* _EXERCISE DETAILS_:
Retype all of the data. Every line must match exactly.

* _Dataset excerpts_:
☆ ☆ ☆
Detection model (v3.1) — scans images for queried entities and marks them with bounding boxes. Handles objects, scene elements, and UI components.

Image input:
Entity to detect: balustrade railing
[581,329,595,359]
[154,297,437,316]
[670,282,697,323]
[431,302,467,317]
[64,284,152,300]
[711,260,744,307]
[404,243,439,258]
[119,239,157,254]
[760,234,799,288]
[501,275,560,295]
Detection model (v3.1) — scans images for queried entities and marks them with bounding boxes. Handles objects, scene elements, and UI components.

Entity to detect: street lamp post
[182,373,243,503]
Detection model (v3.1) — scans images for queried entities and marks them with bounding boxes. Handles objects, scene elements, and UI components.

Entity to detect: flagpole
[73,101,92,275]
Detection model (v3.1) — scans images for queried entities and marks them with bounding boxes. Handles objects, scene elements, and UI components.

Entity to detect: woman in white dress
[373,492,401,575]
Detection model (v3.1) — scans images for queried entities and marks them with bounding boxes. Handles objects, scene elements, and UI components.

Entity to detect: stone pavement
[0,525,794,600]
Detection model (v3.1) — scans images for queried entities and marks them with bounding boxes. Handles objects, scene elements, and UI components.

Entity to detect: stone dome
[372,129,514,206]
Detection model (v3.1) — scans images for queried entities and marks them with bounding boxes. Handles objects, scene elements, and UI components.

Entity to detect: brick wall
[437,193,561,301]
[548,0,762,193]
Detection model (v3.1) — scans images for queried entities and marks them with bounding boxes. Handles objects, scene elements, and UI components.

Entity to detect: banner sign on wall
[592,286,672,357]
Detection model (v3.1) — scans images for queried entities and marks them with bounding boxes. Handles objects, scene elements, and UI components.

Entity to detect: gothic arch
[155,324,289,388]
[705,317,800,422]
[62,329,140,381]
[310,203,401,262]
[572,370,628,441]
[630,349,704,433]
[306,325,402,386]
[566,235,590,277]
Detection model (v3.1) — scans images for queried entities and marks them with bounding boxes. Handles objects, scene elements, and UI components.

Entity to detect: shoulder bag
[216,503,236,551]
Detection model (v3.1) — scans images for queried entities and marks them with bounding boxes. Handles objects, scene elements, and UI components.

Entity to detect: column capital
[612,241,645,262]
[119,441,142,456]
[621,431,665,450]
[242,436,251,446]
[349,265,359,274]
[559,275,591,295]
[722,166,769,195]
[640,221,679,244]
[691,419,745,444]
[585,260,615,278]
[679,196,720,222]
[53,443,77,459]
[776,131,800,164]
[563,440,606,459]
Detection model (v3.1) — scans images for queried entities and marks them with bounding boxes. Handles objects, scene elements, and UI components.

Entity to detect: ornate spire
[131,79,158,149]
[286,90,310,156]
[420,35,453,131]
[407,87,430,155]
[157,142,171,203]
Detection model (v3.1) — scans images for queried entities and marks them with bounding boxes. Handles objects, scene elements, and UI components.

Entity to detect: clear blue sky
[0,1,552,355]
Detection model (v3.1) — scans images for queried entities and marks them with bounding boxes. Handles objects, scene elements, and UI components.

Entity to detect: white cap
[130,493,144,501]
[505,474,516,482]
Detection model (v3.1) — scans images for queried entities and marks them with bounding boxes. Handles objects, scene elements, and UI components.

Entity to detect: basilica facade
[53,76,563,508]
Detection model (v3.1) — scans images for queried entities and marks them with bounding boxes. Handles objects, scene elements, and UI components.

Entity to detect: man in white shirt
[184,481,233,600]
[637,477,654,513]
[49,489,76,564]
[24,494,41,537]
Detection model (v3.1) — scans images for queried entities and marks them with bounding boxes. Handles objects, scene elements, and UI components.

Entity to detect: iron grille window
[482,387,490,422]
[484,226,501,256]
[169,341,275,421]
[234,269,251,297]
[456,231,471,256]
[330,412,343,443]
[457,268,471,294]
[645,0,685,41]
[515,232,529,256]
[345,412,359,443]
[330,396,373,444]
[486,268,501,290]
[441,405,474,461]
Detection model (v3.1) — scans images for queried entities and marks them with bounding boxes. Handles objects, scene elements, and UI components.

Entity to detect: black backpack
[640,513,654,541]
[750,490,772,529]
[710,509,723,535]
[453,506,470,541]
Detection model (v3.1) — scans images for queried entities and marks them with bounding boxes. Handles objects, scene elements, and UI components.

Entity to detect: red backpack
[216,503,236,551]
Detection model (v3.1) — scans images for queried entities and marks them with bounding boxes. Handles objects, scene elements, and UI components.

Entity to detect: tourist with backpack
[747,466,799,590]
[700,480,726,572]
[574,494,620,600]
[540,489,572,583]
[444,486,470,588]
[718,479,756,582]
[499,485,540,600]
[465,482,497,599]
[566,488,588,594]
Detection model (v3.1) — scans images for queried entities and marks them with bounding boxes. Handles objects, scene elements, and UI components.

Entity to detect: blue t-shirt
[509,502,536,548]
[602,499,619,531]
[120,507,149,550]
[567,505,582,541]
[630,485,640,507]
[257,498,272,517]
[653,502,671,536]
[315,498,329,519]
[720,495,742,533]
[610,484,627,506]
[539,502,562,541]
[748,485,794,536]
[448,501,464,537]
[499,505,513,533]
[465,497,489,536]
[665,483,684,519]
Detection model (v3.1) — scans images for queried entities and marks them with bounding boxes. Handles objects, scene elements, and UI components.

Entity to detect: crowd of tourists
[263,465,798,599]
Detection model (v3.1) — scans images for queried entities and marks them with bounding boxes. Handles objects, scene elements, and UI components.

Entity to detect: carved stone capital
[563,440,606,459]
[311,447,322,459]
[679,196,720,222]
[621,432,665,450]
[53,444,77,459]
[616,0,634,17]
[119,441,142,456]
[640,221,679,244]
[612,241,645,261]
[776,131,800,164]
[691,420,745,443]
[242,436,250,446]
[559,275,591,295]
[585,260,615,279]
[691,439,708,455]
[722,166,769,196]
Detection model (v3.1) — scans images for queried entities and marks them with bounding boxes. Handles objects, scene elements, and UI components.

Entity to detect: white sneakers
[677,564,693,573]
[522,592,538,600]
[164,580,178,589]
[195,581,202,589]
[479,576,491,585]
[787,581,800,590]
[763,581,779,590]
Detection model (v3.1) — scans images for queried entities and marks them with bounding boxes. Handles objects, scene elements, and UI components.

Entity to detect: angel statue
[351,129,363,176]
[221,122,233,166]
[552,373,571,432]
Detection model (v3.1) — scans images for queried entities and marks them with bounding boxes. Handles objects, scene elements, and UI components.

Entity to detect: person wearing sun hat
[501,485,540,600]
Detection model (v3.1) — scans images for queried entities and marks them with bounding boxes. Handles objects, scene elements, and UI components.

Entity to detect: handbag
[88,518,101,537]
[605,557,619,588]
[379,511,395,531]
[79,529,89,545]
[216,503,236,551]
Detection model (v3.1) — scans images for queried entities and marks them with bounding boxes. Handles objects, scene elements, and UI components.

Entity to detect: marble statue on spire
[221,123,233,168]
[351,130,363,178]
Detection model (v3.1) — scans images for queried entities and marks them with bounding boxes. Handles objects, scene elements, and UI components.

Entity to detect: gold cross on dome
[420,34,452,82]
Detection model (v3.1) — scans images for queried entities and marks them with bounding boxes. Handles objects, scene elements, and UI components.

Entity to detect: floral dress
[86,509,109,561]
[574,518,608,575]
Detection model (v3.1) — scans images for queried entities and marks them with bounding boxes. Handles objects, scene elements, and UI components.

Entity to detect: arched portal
☆ ☆ ☆
* _RESPONSE BOX_:
Detection model (v3.1) — scans images for queried entities and marks them with bounding boxes. Handles objects, scene elements, and UI components.

Image input:
Entity to detect: balustrade railing
[581,329,595,359]
[154,297,437,316]
[670,282,697,323]
[431,302,467,317]
[64,284,152,300]
[711,260,744,307]
[404,243,439,258]
[119,239,157,254]
[760,234,799,288]
[501,275,560,295]
Detection model (v3.1) — scans images for queried entities and marks them with bounding boxes. Handles objects, scene elements, and UI components.

Entity to detect: street lamp post
[182,373,243,503]
Detection model (v3.1) — scans images for queried entities and marks them with bounding boxes. Handles objects, scene elements, and UI components.

Entity to detect: flagpole
[73,101,92,275]
Detection model (v3.1) — scans images for queried entities and marks them with bounding boxes. Handles objects, scene elements, and UI components.

Entity to detect: woman in white dress
[373,492,401,575]
Detection model (v3.1) — scans images for queried entities and marks them with bounding boxes. Handles objects, scene elements, and UI components.

Entity to detect: stone pavement
[0,525,794,600]
Detection model (v3.1) — scans images for queried entities and marks them with bounding boxes. Handles objects, scene elements, and UI components.

Entity to detect: stone dome
[372,129,514,206]
Detection model (v3.1) — scans images for queried entities and marks them with bounding boxes. Handles objects, scene elements, and UI components.

Entity to detect: brick wall
[437,193,561,301]
[548,0,762,193]
Detection model (v3.1) — scans images for queried entities and marks them with bounding boxes. Handles objects, scene elements, and UI components.

Entity to detect: banner sign on wall
[592,286,672,357]
Detection model (v3.1) — scans images for queried entities and marks them with bounding boxes. Handles objects, scene elements, and UI components.

Entity to detect: gothic arch
[155,324,289,388]
[705,317,800,422]
[62,329,140,381]
[310,203,401,262]
[572,370,628,441]
[630,349,704,433]
[306,325,402,386]
[566,235,590,277]
Detection model (v3.1) — scans images for queried entities and marks them with bounding boxes. Handles objects, scene elements, and UI components.

Entity to detect: shoulder bag
[216,503,236,551]
Detection model (v3.1) — scans images for queried entities and marks them with bounding boxes. Handles objects, scene elements, and UI components.

Entity to detect: column capital
[612,241,645,262]
[119,441,142,456]
[621,431,665,450]
[242,436,251,446]
[349,265,359,274]
[559,275,591,295]
[722,166,769,195]
[640,221,679,244]
[691,419,745,444]
[585,260,615,278]
[679,196,720,222]
[53,443,77,459]
[776,131,800,164]
[563,440,606,459]
Detection model (v3.1) — scans images for queried entities and marks them with bounding boxes. Handles objects, scene elements, and UI components.

Entity to detect: ornate spire
[131,79,158,149]
[286,90,310,156]
[420,35,453,131]
[407,87,430,155]
[157,142,171,203]
Detection model (v3.1) — scans images for queried entities and marks them with bounding boxes. Handles objects, scene elements, and UI components.

Entity to detect: clear blue sky
[0,1,552,355]
Detection model (v3.1) — scans images for queried entities and marks them with bounding boxes. Handles objects, scene elements, and UI components.

Entity to detect: white cap
[130,493,144,501]
[505,474,516,482]
Detection model (v3.1) — scans images for queried entities and marks them with bounding boxes. Handles objects, scene elements, and UI components.

Entity to detect: basilica facade
[53,76,563,508]
Detection model (v3.1) — scans images for queried entities and marks them with bounding boxes. Handles objects, scene elements, and UI components.

Entity to detect: man in white shirt
[184,481,233,600]
[637,477,654,513]
[49,489,76,564]
[24,494,41,537]
Detection model (v3.1) — scans images for queried entities and marks them with bounding boxes. Handles objects, scene elements, and UI components.

Entity to detect: iron grille window
[482,387,490,422]
[484,226,501,256]
[169,341,275,421]
[234,269,251,297]
[456,231,471,256]
[330,412,343,443]
[457,268,471,294]
[645,0,685,41]
[515,232,529,256]
[345,412,359,443]
[330,396,373,444]
[486,268,501,290]
[441,405,474,461]
Detection model (v3.1) — scans images for queried entities and marks them with bounding boxes. Handles objects, scene elements, and UI components.

Entity to detect: black backpack
[640,513,654,541]
[750,490,772,529]
[710,509,723,535]
[453,506,470,541]
Detection model (v3.1) — scans images for queried entities and marks them with bounding boxes. Handles objects, scene elements, and UI components.

Entity to detect: red backpack
[216,503,236,551]
Detection model (v3.1) — scans images for queried entities and marks them with bounding boxes. Handles objects, scene elements, and UI components.

Entity to detect: tourist with backpack
[747,466,799,590]
[700,480,726,572]
[574,494,620,600]
[540,489,572,583]
[444,486,470,588]
[718,479,756,582]
[499,485,540,600]
[465,482,497,599]
[566,488,588,594]
Detection model (v3.1) — scans images for queried entities and marks them with bounding boxes. Handles objects, scene elements, and UI components.

Entity to detect: blue t-shirt
[509,502,536,548]
[602,499,619,531]
[120,507,149,550]
[567,505,582,541]
[630,485,640,507]
[257,498,272,517]
[653,502,671,536]
[315,498,329,519]
[720,495,742,533]
[610,484,627,506]
[539,502,562,541]
[748,485,794,536]
[448,501,464,537]
[499,505,513,533]
[465,497,489,536]
[665,483,684,519]
Detection model (v3.1) — scans images for queried entities and marks them with bounding boxes. Handles objects, scene elements, and UI components.

Entity to detect: crowd of tourists
[263,465,798,599]
Detection model (v3.1) — scans images for queried entities and marks them with bounding boxes. Handles objects, scene elements, and UI components.

Entity to detect: carved stone capital
[563,440,606,459]
[311,447,322,459]
[679,196,720,222]
[621,432,665,450]
[53,444,77,459]
[616,0,634,17]
[119,441,142,456]
[640,221,679,244]
[612,241,645,261]
[776,131,800,164]
[691,420,745,443]
[242,436,250,446]
[559,275,591,295]
[585,260,615,279]
[691,439,708,455]
[722,166,769,196]
Detection model (v3.1) — scans images for queried entities and marks them with bounding boxes. Handles objects, scene elements, and UI components.

Entity to detect: white sneakers
[677,564,693,573]
[522,592,538,600]
[164,580,178,589]
[195,581,202,589]
[479,576,491,585]
[787,581,800,590]
[763,581,779,590]
Detection model (v3.1) — scans images for queried entities and marks them with bounding boxes. Handles objects, scene elements, and UI components.

Entity to detect: angel statue
[351,129,363,176]
[221,122,233,166]
[552,373,571,432]
Detection model (v3.1) — scans images for queried entities and marks them with bounding boxes. Handles objects, scene elements, and UI components.

Entity to detect: person wearing sun hat
[501,485,540,600]
Detection model (v3.1) — scans images for queried entities and marks them with bounding boxes. Handles objects, scene elements, and UI components.

Entity to detect: handbag
[88,518,101,537]
[605,557,619,588]
[379,511,395,531]
[79,529,89,545]
[216,503,236,551]
Detection model (v3.1) — scans images for queried entities and marks them with bounding boxes. Handles objects, scene elements, and UI components.

Entity to detect: marble statue on spire
[221,123,233,168]
[351,130,363,178]
Detection model (v3.1) — scans images for queried entities and marks them with bounding boxes. Handles objects, scene elements, and UI components.

Entity to detect: gold cross on dome
[420,34,452,82]
Detection model (v3.1) — scans images for queried entities and marks them with bounding boxes. Handles objects, scene elements, and UI components.

Entity to detect: floral dress
[86,509,109,561]
[574,518,608,575]
Detection model (v3.1) — scans images for queried entities and marks them with bounding boxes. Handles objects, scene elements, and UI components.

Entity to detect: arched portal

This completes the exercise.